The drive comes as the United States imposes tariffs on Chinese imports, with China responding in kind. In the latest battle, the United States on Tuesday added 10 percent duty to $200 billion worth of Chinese goods.
Investors fear a protracted trade war will be detrimental to global growth, but Keefe said investment and trade is growing elsewhere across Asia, and that Citi intends to capitalise through its banking network.
The Wall Street bank's revenue from institutional business in intra-Asia trade corridors has risen 33 percent so far this year versus the same period a year prior, and compared with 18 percent for all of 2017, Keefe said.
"There's an increasing and absolute amount of investment flow around Asia right from companies that are headed out of China, from companies that are headquartered elsewhere in Asia who are of scale," Keefe said in a recent interview.
Citi has about 20 business desks supporting investments by companies from China, South Korea and India, into places including Beijing, Shanghai, Hong Kong, Singapore and Hanoi, as well as New York, London and Johannesburg.
Plans for additional China desks in Europe and Africa are being finalised, Keefe said.
"Obviously it's not helpful to have terms (such as) 'global trade war' in the news every day," he said.
"(But) as clients evaluate what all this means in the context of these trade relations being reset, we are finding that they are concluding that additional time, effort, energy and investment in Asia is good for them."
Keefe said there was growing investment from China in India, where global automakers are raising production capacity, as well as in Southeast Asia in sectors such as technology, real estate and healthcare.
There is also growing investment from South Korea in India, where Samsung Electronics Co Ltd on Monday opened what it called the world's biggest mobile phone manufacturing plant.
Citi's institutional banking revenue from the South Korea-India business corridor has risen 78 percent this year.
"The macro setup for Asia has been as good as it possibly could have been for the last couple of years, and that has encouraged a lot of outbound investments and a lot of incremental trade has come through those corridors," Keefe said.

**Data shown:**
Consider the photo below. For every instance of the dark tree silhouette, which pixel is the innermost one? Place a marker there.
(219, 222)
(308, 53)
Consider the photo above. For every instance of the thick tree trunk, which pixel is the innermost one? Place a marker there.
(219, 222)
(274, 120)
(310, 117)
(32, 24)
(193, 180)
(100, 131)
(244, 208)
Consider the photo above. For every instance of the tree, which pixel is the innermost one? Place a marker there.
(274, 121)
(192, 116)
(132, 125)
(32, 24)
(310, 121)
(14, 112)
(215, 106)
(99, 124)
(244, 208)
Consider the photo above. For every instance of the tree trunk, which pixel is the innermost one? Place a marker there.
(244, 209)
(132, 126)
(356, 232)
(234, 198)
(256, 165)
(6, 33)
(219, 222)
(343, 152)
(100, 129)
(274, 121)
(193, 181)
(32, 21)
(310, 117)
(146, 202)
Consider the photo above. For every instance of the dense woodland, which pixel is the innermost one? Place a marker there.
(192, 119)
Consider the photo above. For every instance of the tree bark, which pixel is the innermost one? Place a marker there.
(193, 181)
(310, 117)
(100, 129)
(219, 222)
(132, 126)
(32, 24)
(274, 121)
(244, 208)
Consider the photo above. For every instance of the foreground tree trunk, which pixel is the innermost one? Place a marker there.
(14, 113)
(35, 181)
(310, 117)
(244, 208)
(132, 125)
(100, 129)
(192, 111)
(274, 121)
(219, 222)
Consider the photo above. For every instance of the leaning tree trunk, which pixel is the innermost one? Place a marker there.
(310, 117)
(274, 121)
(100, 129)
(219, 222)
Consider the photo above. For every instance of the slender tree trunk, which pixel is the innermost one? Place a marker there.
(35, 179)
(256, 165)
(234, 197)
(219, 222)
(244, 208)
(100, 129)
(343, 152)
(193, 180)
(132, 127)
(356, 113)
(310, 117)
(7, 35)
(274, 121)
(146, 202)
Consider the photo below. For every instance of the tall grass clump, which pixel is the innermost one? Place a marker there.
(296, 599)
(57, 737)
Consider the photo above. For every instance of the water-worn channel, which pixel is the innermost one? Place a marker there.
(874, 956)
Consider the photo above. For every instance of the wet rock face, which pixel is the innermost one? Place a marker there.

**Exercise details:**
Copy the passage on Citi and Asian trade again word for word, starting at "The drive comes" and ending at "of Chinese goods.".

**Task answer:**
The drive comes as the United States imposes tariffs on Chinese imports, with China responding in kind. In the latest battle, the United States on Tuesday added 10 percent duty to $200 billion worth of Chinese goods.